* [The request]:
Rewrite the material below with every instance of "pink petal" changed to "rose petal". Leave every other character unchanged.

* [Given information]:
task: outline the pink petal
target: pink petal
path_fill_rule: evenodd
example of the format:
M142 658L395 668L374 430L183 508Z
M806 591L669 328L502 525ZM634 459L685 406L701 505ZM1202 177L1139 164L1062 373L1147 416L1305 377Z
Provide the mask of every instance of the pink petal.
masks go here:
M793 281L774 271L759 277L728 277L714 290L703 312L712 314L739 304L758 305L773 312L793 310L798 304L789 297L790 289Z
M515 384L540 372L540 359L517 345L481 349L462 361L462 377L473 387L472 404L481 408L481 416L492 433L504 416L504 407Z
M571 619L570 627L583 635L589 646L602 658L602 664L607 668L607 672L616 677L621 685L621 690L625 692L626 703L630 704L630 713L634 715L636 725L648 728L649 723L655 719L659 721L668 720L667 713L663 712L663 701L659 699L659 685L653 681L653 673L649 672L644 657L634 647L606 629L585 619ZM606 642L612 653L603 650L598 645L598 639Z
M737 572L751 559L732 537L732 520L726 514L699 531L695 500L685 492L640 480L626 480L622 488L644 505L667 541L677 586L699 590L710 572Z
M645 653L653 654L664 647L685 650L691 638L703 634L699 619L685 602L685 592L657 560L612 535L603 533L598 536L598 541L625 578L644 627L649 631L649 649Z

* [Written answer]:
task: outline the rose petal
target: rose petal
path_fill_rule: evenodd
example of the format:
M142 658L395 668L374 430L183 508Z
M806 591L669 328L502 525ZM634 459L685 406L701 505ZM1202 177L1139 164L1062 373L1147 416L1305 377Z
Provide the mask of every instance of the rose petal.
masks go here:
M793 281L774 271L759 277L728 277L714 290L703 312L712 314L739 304L758 305L773 312L793 310L798 304L789 297L790 289Z
M515 384L540 372L540 359L517 345L481 349L462 361L462 377L473 387L472 404L481 408L481 416L492 433L504 416L504 407Z
M571 619L570 627L583 635L589 646L602 658L602 664L607 668L607 672L616 677L621 685L621 690L625 692L626 703L630 704L630 713L634 715L636 725L648 728L649 723L655 719L659 721L668 720L667 713L663 712L663 701L659 699L659 685L653 681L653 673L649 672L644 657L634 647L606 629L585 619ZM606 642L612 653L603 650L598 645L598 639Z
M737 572L751 559L732 537L732 520L726 514L699 531L695 500L685 492L640 480L626 480L622 488L644 505L667 541L677 586L699 590L710 572Z
M645 653L653 654L664 647L685 650L691 638L703 634L699 619L685 602L685 592L657 560L612 535L603 533L598 536L598 541L625 578L644 627L649 631L649 649Z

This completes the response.